The book identifies two main anti-aesthetic tendencies of today. Both of these tendencies try to show that the aesthetic categories are contingent rather than universal and that they are simply a version of the Enlightenment ideas of reason and justice. The first anti-aesthetic tendency criticizing the universalistic tone of the aesthetic categories comes from literary studies field and postmodern philosophy and is represented by thinkers like Jacques Derrida, Paul de Man or Michel Foucault. The second, “ideological” critique of aesthetics, interprets its categories as a socially based constructions that were simultaneously developed with certain ideas of economic values and with the rise of a certain class. This position is best presented by Bourdieu.

 

Loesberg paradoxically traces back the conditions of possibility of these two anti-aesthetic positions in the aesthetic concepts and discussions of the 18th century which gave rise to the idea of “purposiveness without purpose“. The position of “purposiveness without purpose“ offers original solution to aesthetic discussions between epistemology and ontology, and actually presents a mode of writing and critique that is typical of postmodern philosophy. Loesberg shows that the aesthetic criteria of autonomous form (purposiveness without purpose), disinterest (indifference) and embodiment were not necessarily connected to the Enlightenment concepts of reason and objective value but part of the discussion that gave space to such ideas to appear in the first place. Following many examples from discussion in natural theology and later in Kant Loesberg shows how the aesthetic structures were even meant to stand apart form the foundations of reason and value.

(Extracted records)
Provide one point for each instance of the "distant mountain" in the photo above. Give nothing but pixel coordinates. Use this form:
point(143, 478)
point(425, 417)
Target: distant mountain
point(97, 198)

» REQUEST
In the passage on anti-aesthetic tendencies, which thinker best presents the "ideological" critique of aesthetics?

» EXPECTED ANSWER
Bourdieu